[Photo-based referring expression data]
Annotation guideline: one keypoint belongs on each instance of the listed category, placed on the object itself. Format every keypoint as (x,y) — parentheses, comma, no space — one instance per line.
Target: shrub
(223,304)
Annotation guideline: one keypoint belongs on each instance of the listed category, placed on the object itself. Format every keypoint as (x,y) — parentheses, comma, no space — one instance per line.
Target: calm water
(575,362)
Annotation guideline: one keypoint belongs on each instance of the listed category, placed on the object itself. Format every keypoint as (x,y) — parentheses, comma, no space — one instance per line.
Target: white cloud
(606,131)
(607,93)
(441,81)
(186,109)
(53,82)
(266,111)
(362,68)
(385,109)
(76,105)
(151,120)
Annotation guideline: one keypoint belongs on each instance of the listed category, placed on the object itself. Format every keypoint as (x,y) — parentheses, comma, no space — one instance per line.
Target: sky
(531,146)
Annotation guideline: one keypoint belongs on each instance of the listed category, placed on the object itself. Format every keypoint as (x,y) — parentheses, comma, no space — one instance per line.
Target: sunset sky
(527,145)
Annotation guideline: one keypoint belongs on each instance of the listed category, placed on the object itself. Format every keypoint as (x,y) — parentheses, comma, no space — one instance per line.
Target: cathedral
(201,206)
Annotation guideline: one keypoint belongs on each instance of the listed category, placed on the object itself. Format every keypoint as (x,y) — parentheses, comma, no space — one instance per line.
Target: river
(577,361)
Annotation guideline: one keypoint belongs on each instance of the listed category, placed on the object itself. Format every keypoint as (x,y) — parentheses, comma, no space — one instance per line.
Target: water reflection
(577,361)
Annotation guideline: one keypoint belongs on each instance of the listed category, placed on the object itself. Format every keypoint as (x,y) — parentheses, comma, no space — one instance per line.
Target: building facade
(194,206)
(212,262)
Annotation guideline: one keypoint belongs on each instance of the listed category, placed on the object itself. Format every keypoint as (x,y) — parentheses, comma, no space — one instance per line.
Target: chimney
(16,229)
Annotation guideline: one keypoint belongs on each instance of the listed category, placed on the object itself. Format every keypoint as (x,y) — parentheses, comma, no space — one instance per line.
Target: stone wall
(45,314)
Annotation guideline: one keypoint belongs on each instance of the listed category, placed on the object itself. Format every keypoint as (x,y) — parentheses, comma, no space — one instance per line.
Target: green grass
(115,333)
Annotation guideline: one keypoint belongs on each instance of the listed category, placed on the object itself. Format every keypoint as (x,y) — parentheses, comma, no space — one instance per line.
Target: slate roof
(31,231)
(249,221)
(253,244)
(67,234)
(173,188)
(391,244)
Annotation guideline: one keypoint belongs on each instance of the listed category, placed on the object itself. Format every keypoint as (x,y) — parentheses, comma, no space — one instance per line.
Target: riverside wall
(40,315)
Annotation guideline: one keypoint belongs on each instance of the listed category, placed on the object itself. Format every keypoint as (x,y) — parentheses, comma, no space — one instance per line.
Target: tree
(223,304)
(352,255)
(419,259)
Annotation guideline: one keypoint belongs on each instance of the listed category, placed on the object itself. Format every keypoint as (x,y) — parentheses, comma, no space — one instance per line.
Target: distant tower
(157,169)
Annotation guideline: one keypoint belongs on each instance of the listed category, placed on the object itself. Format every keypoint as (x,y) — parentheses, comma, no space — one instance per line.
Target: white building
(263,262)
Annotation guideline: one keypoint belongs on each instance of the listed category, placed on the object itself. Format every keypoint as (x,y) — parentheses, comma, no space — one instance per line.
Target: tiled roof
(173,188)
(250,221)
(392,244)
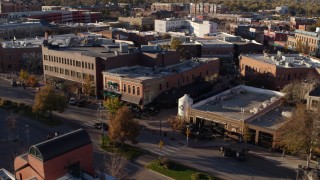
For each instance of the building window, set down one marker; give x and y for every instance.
(78, 75)
(314, 103)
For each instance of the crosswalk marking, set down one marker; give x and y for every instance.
(166, 150)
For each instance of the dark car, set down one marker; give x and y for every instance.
(226, 151)
(240, 155)
(81, 103)
(101, 125)
(14, 83)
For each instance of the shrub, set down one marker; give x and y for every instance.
(195, 176)
(202, 176)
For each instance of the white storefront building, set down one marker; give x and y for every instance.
(198, 28)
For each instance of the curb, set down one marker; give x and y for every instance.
(160, 174)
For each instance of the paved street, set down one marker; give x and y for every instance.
(201, 155)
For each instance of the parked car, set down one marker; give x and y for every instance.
(81, 103)
(14, 83)
(73, 101)
(101, 125)
(228, 152)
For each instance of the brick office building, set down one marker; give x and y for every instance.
(141, 85)
(74, 63)
(312, 39)
(70, 154)
(278, 70)
(19, 55)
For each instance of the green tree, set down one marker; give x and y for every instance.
(33, 81)
(123, 127)
(49, 100)
(166, 36)
(246, 135)
(23, 75)
(112, 105)
(175, 43)
(301, 133)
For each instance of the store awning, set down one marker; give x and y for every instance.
(131, 99)
(110, 94)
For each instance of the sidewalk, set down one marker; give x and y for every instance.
(288, 161)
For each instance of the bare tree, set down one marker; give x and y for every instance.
(175, 124)
(11, 120)
(115, 165)
(301, 133)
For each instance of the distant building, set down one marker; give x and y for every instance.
(295, 22)
(194, 27)
(207, 8)
(311, 39)
(169, 7)
(51, 8)
(229, 111)
(69, 155)
(277, 70)
(313, 100)
(270, 37)
(20, 6)
(59, 16)
(21, 30)
(141, 85)
(282, 9)
(21, 54)
(142, 23)
(163, 14)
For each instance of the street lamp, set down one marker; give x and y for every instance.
(27, 132)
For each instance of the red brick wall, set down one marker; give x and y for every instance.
(57, 167)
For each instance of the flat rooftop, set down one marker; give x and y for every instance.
(286, 60)
(6, 175)
(239, 103)
(273, 119)
(145, 73)
(213, 42)
(91, 51)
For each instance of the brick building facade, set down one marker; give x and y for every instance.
(44, 161)
(276, 71)
(141, 85)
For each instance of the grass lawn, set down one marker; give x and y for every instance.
(177, 171)
(127, 151)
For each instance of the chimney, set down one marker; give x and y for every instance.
(46, 35)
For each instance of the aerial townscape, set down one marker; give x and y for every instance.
(160, 90)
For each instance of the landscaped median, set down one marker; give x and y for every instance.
(177, 171)
(130, 152)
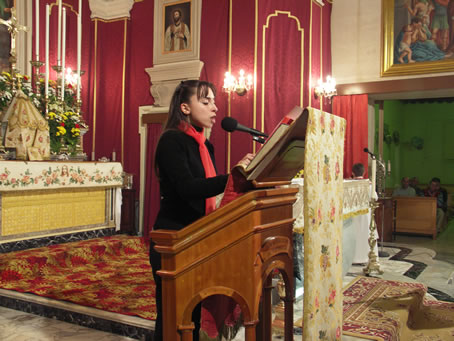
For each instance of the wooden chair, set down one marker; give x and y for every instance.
(416, 215)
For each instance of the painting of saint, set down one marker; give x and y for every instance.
(5, 38)
(423, 31)
(177, 23)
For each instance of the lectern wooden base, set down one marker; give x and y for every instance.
(230, 252)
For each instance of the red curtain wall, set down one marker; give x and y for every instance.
(152, 196)
(354, 109)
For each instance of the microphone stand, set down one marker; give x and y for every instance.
(382, 253)
(258, 139)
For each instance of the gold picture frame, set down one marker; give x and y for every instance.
(426, 54)
(189, 12)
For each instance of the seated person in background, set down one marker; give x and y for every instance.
(404, 190)
(414, 184)
(435, 191)
(357, 171)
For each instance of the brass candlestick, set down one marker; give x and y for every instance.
(36, 65)
(58, 69)
(372, 265)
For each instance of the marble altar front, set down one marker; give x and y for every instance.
(48, 199)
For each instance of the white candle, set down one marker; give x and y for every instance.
(59, 33)
(63, 52)
(79, 48)
(46, 81)
(373, 177)
(37, 30)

> **Exercise**
Retype the records above exactly, leaving every picture out of your copy.

> **Task response**
Annotation guideline: one keypoint belongs on each instance of the listed category, placed on the object itself. Format every keypoint as (x,y) — parentheses, comma, no space — one instance per line.
Target: shrub
(223,304)
Annotation guideline: one keypoint belongs on each instance of the listed category, placed on the object itself. Format every keypoint as (x,y) — parentheses, comma, no space — one instance per line.
Target: calm water
(575,362)
Annotation guideline: one keypoint belongs on each instance of the listed category, placed on the object itself. Format every keypoint as (x,y) — parentheses, comma, no space — one instance per line.
Target: white cloud
(606,131)
(607,93)
(441,81)
(186,109)
(53,82)
(266,111)
(362,68)
(385,109)
(76,105)
(151,120)
Annotation guideline: one keypoint belongs on each instance of the listed category, placed on the object itself. Format every keypoint as (x,y) — parentheses, comma, no space — one instance per line.
Target: sky
(531,146)
Annotation guideline: one keypoint belongs on each instance of the listed category, placed on the object itself. Format every keypoint as (x,y) — parentheses, comma, no space — one instance per line.
Target: sunset sky
(527,145)
Annotation guideline: one keypoint belongs on each instance of the listed category, placed on the object itself. Format every keypoint as (x,y) — parentheses, comma, no space — one instance per line.
Target: cathedral
(201,206)
Annotation guideline: one keypoint belongs on each instance of the listed category, placed on the object itself. Format every keypoint as (x,y) — parentheses, comma, no space — one instance per line.
Target: river
(577,361)
Annotation guideline: one keypoint belongs on each instance of the listed category, placed on the object itself. Format every keypoint as (x,y) — parentheses, comma, no space — one instance per line.
Target: water reflection
(577,361)
Annotation guideline: one keypoint belongs on each instance of the listed category, placed on the object itself. Format every keypoint as (x,y) — parentheses, comma, no space — one instance per line.
Target: building facade
(194,206)
(212,262)
Annotation guideline: one keypoint belongs on each instance of the listed category, placed on the object itself. Format every keypoint as (x,y) — parentheses, comma, no space — one instance per line.
Target: chimney
(16,229)
Annotation guideline: one keypoint belongs on each instance of the listed category, placed on the object itself. Format every keypoint as (x,y) — parentheses, comma, no space — one instance per line.
Target: stone wall
(45,314)
Annotation guideline: one keypoint belongs on each instance of the listed category, placed on the object itself. Format every keypoint as (x,y) — parentheses, comma, no space — one instance per line.
Target: green grass
(115,333)
Annotation guideline: one keypoint belongs on each instance of the listed category, placed on the object itself. Format every keypoint as (x,y) — parentheses, comma, no space — one instance per line.
Target: slate roof
(31,231)
(249,221)
(253,244)
(67,234)
(173,188)
(391,244)
Annotation guideline: one keypoint belongs on each instance of the listed category, placed on the object itself. Format every keypoint as (x,y) — parentheses, comma, no space — one instance per line.
Target: riverside wall
(40,315)
Annotation guideline: one keypoint belongs on each instance of the listed category, placed on the object itself. Format every keypoint as (x,y) — parentheses, comma, no space — one instance per line.
Target: tree
(223,304)
(352,255)
(419,259)
Annotation guideline: one keypoint belongs on each instance of the listed category, placed on the object itself. Format every keypoint as (x,y) — parentheses, comma, no space — one instance per line.
Target: distant tower
(157,169)
Annotation guideline: one keypoint belongs on each instance of the listed category, placed on the object itself. Format every keypoint as (x,y) — parentheses, comma, no space — one instance per line.
Target: white building
(263,262)
Annotation guideline: one keypoint belongs on each instance of the listed category, placed on the object itself. Format every keypoint as (x,y) — parentheses, comma, no space — one instance per line.
Target: tiled roof
(173,188)
(250,221)
(392,244)
For each instance of the building window, set down one marker; give x and y for every instance.
(78, 75)
(314, 103)
For each instance of the crosswalk marking, set down one marker; give x and y for every instance.
(166, 150)
For each instance of the dark car, set down one marker; give x and y for every instance.
(226, 151)
(240, 155)
(81, 103)
(101, 125)
(14, 83)
For each instance of the shrub, set down one marker; give x and y for every instance.
(195, 176)
(202, 176)
For each instance of the white storefront building, set down one marker; give x and y for every instance.
(198, 28)
For each instance of the curb, set down one marker; give x and y for every instance.
(160, 174)
For each instance of the paved street, set down one marker; give x and y for every instance.
(201, 155)
For each instance of the parked car, set down one marker; give x and y for every instance.
(81, 103)
(14, 83)
(73, 101)
(101, 125)
(228, 152)
For each instance of the brick office building, set down one marker; give x and y for every instance.
(141, 85)
(74, 63)
(312, 39)
(70, 154)
(278, 70)
(19, 55)
For each instance of the green tree, set down one marker; give x and y for every instance.
(33, 81)
(123, 127)
(49, 100)
(166, 36)
(246, 135)
(23, 75)
(112, 105)
(175, 43)
(301, 133)
For each instance of the store awning, set down one marker; give x and y for every instance.
(131, 99)
(110, 94)
For each instance of the sidewalk, set down one marker; give x and y for every instance.
(288, 161)
For each instance of the bare tree, set down one marker; give x and y for every instance.
(175, 124)
(11, 120)
(115, 165)
(301, 133)
For each instance of the distant building, set down one marker; give x and y for every instance.
(295, 22)
(194, 27)
(207, 8)
(311, 39)
(169, 7)
(51, 8)
(229, 111)
(69, 155)
(277, 70)
(313, 100)
(270, 37)
(20, 6)
(59, 16)
(21, 30)
(141, 85)
(282, 9)
(21, 54)
(142, 23)
(163, 14)
For each instance of the street lamp, set down one marker; give x and y for every instance.
(27, 132)
For each instance of the red brick wall, set down one marker; give x and y for every instance.
(57, 167)
For each instance of the flat rooftop, set down one marker; give x and y for every instance.
(286, 60)
(6, 175)
(239, 103)
(273, 119)
(145, 73)
(213, 42)
(91, 51)
For each instance of the brick building facade, set down one marker; give x and y for every instance.
(44, 161)
(276, 71)
(141, 85)
For each instance of the grass lawn, set down one marker; give x and y for every instance.
(177, 171)
(127, 151)
For each instance of the chimney, set down one marker; give x and y for every instance.
(46, 35)
For each instance of the aerial townscape, set down one marker; give x and y for every instance.
(160, 90)
For each instance of the landscaped median, set down one marker; give x and y for every instance.
(177, 171)
(130, 152)
For each instance of the wooden chair, set down one marker; give x and y for every instance.
(416, 215)
For each instance of the painting of saint, set down one marker; give x and y for every instance.
(5, 38)
(423, 31)
(177, 23)
For each instance of the lectern wooden base, set down one marker; give x and y for every instance.
(230, 252)
For each instance of the red curtain wall, set down one marker; give x and y for every instance.
(152, 196)
(354, 109)
For each instance of the microphone stand, set down one marker; give x and y for every instance.
(382, 253)
(258, 139)
For each instance of the gold picture frame, set down one marker; give x and y for every instance.
(426, 54)
(189, 12)
For each instance of the seated person in background, set down one marker; give x and y for every instance.
(404, 190)
(414, 184)
(435, 191)
(357, 171)
For each instance of the brass candlestick, set down one marker; give x and y for every instance.
(36, 65)
(58, 69)
(372, 265)
For each instance of the marble altar front, set down one marker; give x and y for every instance.
(48, 199)
For each instance of the white candle, set down one marker; give x and y for every instance.
(59, 33)
(63, 52)
(79, 48)
(46, 81)
(373, 177)
(37, 30)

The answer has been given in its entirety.